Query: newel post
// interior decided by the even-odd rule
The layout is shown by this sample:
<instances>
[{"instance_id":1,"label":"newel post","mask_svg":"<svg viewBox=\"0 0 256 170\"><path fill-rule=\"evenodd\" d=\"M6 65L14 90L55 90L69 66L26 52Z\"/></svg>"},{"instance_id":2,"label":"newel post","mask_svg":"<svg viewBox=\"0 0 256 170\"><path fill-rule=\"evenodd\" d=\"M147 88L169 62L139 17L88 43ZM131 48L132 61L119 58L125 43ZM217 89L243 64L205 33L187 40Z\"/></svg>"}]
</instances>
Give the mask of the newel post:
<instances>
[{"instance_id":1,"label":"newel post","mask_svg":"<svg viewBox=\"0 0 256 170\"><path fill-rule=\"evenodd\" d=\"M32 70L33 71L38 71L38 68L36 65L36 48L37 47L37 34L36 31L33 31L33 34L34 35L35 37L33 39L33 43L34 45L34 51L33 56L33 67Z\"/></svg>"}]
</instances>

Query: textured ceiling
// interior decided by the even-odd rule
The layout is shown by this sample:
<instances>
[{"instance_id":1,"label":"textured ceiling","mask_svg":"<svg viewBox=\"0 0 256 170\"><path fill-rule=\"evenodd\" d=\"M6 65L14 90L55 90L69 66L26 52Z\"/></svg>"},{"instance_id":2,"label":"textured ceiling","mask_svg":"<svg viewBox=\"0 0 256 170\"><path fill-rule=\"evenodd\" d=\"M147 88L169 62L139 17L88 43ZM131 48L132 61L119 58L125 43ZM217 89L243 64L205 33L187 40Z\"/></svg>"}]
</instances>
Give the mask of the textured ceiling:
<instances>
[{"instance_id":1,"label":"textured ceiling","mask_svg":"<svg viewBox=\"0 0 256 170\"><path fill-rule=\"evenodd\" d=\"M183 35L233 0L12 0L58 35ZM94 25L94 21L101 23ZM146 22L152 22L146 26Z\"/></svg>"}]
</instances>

# # # # # # #

- **Written instruction**
Filter the material above down to every line that contains the word "Give", and copy those lines. Treat uppercase and lowercase letters as different.

- **Output for this exercise**
Give the mask of the newel post:
Give the mask of the textured ceiling:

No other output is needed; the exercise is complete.